Material to process -
□ □ □ □

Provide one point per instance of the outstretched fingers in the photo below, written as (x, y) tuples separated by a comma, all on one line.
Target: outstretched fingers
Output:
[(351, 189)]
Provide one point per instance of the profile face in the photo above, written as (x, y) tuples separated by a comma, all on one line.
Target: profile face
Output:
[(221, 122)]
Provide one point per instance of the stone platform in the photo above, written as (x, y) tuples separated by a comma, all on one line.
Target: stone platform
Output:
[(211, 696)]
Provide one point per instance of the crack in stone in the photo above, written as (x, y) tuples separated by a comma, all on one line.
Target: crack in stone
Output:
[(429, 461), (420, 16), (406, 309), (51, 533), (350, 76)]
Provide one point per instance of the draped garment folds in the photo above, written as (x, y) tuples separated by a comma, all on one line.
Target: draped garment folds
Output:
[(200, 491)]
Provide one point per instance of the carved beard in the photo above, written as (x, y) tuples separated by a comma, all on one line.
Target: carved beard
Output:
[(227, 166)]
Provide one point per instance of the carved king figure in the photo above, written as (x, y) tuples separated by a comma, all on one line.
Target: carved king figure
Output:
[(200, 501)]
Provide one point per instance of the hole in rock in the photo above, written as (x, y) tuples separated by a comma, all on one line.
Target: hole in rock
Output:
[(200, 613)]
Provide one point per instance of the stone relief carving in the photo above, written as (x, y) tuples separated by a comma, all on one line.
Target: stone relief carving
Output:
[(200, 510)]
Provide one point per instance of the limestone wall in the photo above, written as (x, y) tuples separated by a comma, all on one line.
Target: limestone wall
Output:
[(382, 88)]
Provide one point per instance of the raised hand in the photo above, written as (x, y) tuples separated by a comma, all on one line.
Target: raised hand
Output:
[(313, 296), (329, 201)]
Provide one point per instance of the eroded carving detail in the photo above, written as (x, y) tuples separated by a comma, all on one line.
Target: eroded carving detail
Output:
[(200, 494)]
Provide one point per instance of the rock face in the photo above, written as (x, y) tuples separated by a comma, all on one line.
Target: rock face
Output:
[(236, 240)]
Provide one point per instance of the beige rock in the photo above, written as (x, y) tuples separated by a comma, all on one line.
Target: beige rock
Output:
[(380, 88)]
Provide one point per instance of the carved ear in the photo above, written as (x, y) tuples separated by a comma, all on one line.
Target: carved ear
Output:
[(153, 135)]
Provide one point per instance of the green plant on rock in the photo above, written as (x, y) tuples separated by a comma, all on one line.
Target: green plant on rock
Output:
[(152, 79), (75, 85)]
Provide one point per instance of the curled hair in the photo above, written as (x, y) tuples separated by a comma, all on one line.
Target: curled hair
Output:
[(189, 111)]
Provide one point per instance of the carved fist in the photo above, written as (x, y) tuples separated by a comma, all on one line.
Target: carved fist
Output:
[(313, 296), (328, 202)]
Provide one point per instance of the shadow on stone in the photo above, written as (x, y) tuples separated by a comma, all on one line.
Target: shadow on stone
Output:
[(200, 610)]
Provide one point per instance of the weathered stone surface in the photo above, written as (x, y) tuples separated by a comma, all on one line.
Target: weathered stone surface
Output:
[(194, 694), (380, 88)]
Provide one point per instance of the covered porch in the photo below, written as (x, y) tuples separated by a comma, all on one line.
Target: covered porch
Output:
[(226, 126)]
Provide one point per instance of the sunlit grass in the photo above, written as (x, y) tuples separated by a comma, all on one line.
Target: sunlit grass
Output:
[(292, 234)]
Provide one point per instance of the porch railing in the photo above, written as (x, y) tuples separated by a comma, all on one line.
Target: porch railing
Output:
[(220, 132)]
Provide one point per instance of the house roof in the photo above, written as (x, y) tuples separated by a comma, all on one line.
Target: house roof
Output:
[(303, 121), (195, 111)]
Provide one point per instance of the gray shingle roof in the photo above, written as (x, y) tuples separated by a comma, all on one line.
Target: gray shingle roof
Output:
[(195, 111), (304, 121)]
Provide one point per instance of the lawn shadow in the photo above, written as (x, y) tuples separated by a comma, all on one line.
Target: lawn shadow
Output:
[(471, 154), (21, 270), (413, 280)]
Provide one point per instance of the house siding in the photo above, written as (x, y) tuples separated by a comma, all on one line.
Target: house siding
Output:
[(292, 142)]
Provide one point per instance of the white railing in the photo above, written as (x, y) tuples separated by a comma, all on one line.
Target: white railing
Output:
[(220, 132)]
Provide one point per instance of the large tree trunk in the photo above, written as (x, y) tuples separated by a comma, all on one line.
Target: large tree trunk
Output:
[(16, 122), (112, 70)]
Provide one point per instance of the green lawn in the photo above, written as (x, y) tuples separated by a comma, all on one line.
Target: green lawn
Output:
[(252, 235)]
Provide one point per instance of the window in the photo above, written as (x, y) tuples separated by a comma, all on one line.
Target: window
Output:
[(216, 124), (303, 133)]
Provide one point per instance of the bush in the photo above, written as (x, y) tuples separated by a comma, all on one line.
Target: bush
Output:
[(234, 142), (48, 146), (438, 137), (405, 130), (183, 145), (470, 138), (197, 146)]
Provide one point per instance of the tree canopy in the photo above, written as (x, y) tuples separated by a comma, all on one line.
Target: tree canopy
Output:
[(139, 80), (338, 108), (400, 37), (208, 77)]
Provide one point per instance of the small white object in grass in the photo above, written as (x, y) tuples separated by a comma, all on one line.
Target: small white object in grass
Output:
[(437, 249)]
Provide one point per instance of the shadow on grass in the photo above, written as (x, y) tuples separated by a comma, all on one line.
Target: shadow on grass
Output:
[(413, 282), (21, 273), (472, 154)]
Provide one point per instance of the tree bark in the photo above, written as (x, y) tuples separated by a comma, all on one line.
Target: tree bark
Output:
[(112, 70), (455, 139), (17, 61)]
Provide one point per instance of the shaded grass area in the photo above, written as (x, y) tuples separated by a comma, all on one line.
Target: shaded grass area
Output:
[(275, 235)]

□ □ □ □

Work to be completed -
Turn every line of the items above into a JSON list of strings, one string per line, and skip any blank lines.

Answer to the task -
[
  "Provide one point per instance of the outstretched fingers in the photo below, written as (x, y) tuples separated by a comma, all on one line.",
  "Target: outstretched fingers",
  "Output:",
  "[(351, 189)]",
  "Provide one point per instance of the profile face in the photo above, written as (x, y) tuples separated by a comma, all on one line.",
  "Target: profile face",
  "Output:",
  "[(221, 122)]",
  "Provide one point per instance of the stone platform in the photo above, written as (x, y) tuples separated by a comma, all on one line.",
  "Target: stone platform",
  "Output:",
  "[(211, 696)]",
  "Provide one point per instance of the crack in stone in the photo above, written as (x, y) tuples separated by a comma, all on one line.",
  "Target: crack in stone",
  "Output:",
  "[(429, 461), (420, 16), (406, 309), (51, 533), (350, 76)]",
  "Provide one point per instance of the draped garment folds in the photo above, written as (x, y) tuples separated by a comma, all on one line.",
  "Target: draped garment folds",
  "Output:",
  "[(200, 491)]",
  "Provide one point per instance of the carved beard in the photo above, written as (x, y) tuples separated by a comma, all on one line.",
  "Target: carved beard",
  "Output:",
  "[(227, 166)]",
  "Provide one point per instance of the carved king figure in the photo above, written as (x, y) tuples separated by a comma, all on one line.",
  "Target: carved king figure",
  "Output:",
  "[(200, 501)]",
  "Provide one point per instance of the hole in rock in the photo above, written as (x, y) tuples separated by a comma, all on one line.",
  "Target: hole in rock",
  "Output:",
  "[(200, 613)]",
  "Provide one point per instance of the stone relief carving in the photo above, written as (x, y) tuples separated by a comma, all on one line.",
  "Target: stone relief carving",
  "Output:",
  "[(200, 510)]",
  "Provide one point per instance of the limestone wall in the photo above, written as (x, y) tuples separated by a comma, all on one line.",
  "Target: limestone wall",
  "Output:",
  "[(382, 88)]",
  "Provide one point per instance of the raised hand in the photo above, written as (x, y) tuples separated by a comma, all on one line.",
  "Target: raised hand",
  "Output:",
  "[(313, 296), (329, 201)]",
  "Provide one point per instance of the eroded carving detail in the photo above, written as (x, y) tuples separated by a comma, all on one line.",
  "Target: eroded carving detail",
  "Output:",
  "[(200, 494)]",
  "Provide one point per instance of the rock face in the photo above, written as (x, y) tuples separated by a comma, all on one line.",
  "Target: rock face",
  "Output:",
  "[(236, 240)]",
  "Provide one point per instance of the beige rock in the photo above, written as (x, y) tuples separated by a comma, all on one line.",
  "Target: beige rock",
  "Output:",
  "[(380, 88)]",
  "Provide one point per instance of the carved ear in the photo above, written as (x, y) tuples separated by a comma, all on one line.",
  "Target: carved ear",
  "Output:",
  "[(153, 135)]",
  "Provide one point per instance of the green plant on rock in the photo above, written as (x, y) tuples separated by a comma, all on one line.",
  "Target: green plant on rock",
  "Output:",
  "[(152, 79), (75, 85)]",
  "Provide one point per instance of the curled hair in the photo above, written as (x, y) tuples separated by a comma, all on one line.",
  "Target: curled hair",
  "Output:",
  "[(189, 111)]",
  "Provide one point per instance of the carved fist in the photo above, written as (x, y) tuples separated by a comma, all on one line.",
  "Target: carved fist",
  "Output:",
  "[(313, 296), (328, 202)]",
  "Provide one point per instance of the shadow on stone in the photo above, written as (x, y) tuples separated by a comma, all on one line.",
  "Target: shadow on stone",
  "Output:",
  "[(200, 610)]",
  "Provide one point per instance of the weathered stone surface in the photo above, written as (x, y) tuples separated by a comma, all on one line.",
  "Target: weathered stone surface",
  "Output:",
  "[(194, 694), (380, 88)]",
  "Provide one point per instance of the covered porch in the photo below, written as (x, y) tuples separated by a comma, all on one line.",
  "Target: covered porch",
  "Output:",
  "[(226, 126)]",
  "Provide one point per instance of the sunlit grass in the photo above, written as (x, y) tuples separated by a comma, all on one line.",
  "Target: sunlit grass",
  "Output:",
  "[(292, 234)]",
  "Provide one point per instance of the porch railing in the photo above, written as (x, y) tuples separated by a comma, all on one line.",
  "Target: porch railing",
  "Output:",
  "[(220, 132)]",
  "Provide one point per instance of the house roof in the photo above, written as (x, y) tuples separated by a comma, all on one line.",
  "Target: house roof",
  "Output:",
  "[(303, 121), (195, 111)]",
  "Provide one point per instance of the gray shingle roof in the photo above, written as (x, y) tuples separated by a comma, all on one line.",
  "Target: gray shingle roof",
  "Output:",
  "[(195, 111), (304, 121)]",
  "Provide one point per instance of the lawn shadow in the photo above, written as (x, y) tuples separated by a comma, all on one line.",
  "Target: lawn shadow",
  "Output:",
  "[(471, 154), (21, 270), (413, 280)]",
  "Provide one point per instance of the house siding in the photo above, written as (x, y) tuples separated by a comma, all on one line.",
  "Target: house siding",
  "Output:",
  "[(292, 142)]",
  "Provide one point per instance of the white railing in the photo above, written as (x, y) tuples separated by a comma, all on one line.",
  "Target: white railing",
  "Output:",
  "[(220, 132)]",
  "Provide one point per instance of the large tree trunk in the photo above, written as (x, y) tuples separated by a comma, all on one line.",
  "Target: large tree trunk",
  "Output:",
  "[(16, 122), (112, 70)]",
  "Provide one point per instance of the green lawn in the photo above, written as (x, y) tuples separated by a comma, all on one line.",
  "Target: green lawn",
  "Output:",
  "[(252, 235)]",
  "Provide one point per instance of the window in the photo above, written as (x, y) tuples separated by a comma, all on one line.",
  "Target: window",
  "Output:",
  "[(216, 124), (303, 133)]",
  "Provide one point per instance of the bush in the photo above, written as (x, y) tuples separated by a comma, all on one line.",
  "Target: bush",
  "Output:",
  "[(234, 142), (48, 146), (438, 137), (405, 130), (183, 145), (470, 138), (197, 146)]",
  "Provide one point per instance of the tree canopy in the photo above, written as (x, y) tuples separated by a comma, all on one line.",
  "Target: tree canopy",
  "Output:",
  "[(139, 80), (338, 108), (400, 37), (208, 77)]",
  "Provide one point per instance of the small white object in grass in the photo above, written as (x, y) tuples separated by a comma, all on one line.",
  "Target: small white object in grass",
  "Output:",
  "[(437, 249)]",
  "Provide one point per instance of the shadow on grass in the photo above, written as (x, y) tuples separated by a comma, all on one line.",
  "Target: shadow on grass",
  "Output:",
  "[(413, 282), (21, 273), (472, 154)]",
  "Provide one point per instance of the tree bark in the photo above, written as (x, y) tuples separated by a comma, all on one line.",
  "Target: tree bark",
  "Output:",
  "[(112, 70), (455, 139), (17, 61)]",
  "Provide one point per instance of the shaded grass area in the photo above, written as (x, y) tuples separated by a comma, all on one line.",
  "Target: shaded grass area",
  "Output:",
  "[(275, 235)]"
]